**** SOURCE MATERIAL ****

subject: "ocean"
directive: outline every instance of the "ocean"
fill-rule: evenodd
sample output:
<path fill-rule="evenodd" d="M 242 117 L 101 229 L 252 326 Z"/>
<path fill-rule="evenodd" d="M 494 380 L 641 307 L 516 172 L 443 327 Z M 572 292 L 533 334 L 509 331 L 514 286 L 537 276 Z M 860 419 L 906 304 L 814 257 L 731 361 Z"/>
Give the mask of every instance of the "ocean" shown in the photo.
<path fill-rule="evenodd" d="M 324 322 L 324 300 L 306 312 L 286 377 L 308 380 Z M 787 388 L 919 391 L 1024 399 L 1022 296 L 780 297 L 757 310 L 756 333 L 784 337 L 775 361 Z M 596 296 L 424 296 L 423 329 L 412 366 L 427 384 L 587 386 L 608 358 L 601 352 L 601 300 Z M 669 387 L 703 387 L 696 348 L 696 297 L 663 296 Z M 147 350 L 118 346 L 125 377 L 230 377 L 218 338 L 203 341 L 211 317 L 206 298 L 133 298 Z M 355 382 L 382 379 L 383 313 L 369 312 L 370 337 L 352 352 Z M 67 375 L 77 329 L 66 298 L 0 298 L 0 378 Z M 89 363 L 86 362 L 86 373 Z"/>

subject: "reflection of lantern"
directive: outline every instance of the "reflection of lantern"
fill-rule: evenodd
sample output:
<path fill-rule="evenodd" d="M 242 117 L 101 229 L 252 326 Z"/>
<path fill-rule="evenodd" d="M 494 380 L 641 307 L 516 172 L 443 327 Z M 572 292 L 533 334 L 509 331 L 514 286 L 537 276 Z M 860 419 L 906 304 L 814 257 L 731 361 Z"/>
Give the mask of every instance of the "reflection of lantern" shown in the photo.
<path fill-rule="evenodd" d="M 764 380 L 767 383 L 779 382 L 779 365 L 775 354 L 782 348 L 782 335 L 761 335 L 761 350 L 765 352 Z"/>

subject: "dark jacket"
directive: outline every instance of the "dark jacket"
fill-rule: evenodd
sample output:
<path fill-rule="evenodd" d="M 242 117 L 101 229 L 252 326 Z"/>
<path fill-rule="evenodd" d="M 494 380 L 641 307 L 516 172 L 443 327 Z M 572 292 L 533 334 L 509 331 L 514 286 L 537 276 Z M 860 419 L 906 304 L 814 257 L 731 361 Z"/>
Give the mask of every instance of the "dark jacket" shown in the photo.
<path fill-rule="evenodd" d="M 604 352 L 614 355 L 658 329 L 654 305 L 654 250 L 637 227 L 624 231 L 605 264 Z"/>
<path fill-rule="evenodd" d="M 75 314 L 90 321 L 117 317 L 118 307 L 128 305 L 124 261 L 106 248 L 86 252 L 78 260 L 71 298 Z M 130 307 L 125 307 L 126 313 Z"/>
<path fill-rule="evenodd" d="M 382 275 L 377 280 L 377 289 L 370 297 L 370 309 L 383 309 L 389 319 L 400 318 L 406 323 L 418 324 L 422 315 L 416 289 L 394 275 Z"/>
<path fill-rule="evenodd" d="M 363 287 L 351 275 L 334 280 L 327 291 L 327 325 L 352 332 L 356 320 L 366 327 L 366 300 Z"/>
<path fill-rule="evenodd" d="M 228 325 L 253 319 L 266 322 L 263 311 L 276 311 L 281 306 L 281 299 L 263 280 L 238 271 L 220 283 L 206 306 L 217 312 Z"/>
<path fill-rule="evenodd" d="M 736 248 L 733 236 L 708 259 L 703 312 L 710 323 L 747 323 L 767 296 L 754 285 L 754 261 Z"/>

****

[EXERCISE DIRECTIONS]
In the data above, which lines have "directive"? Report each of them.

[SOLUTION TO THIS PROBLEM]
directive: outline every instance of the "ocean"
directive: outline every instance of the "reflection of lantern"
directive: outline every instance of the "dark jacket"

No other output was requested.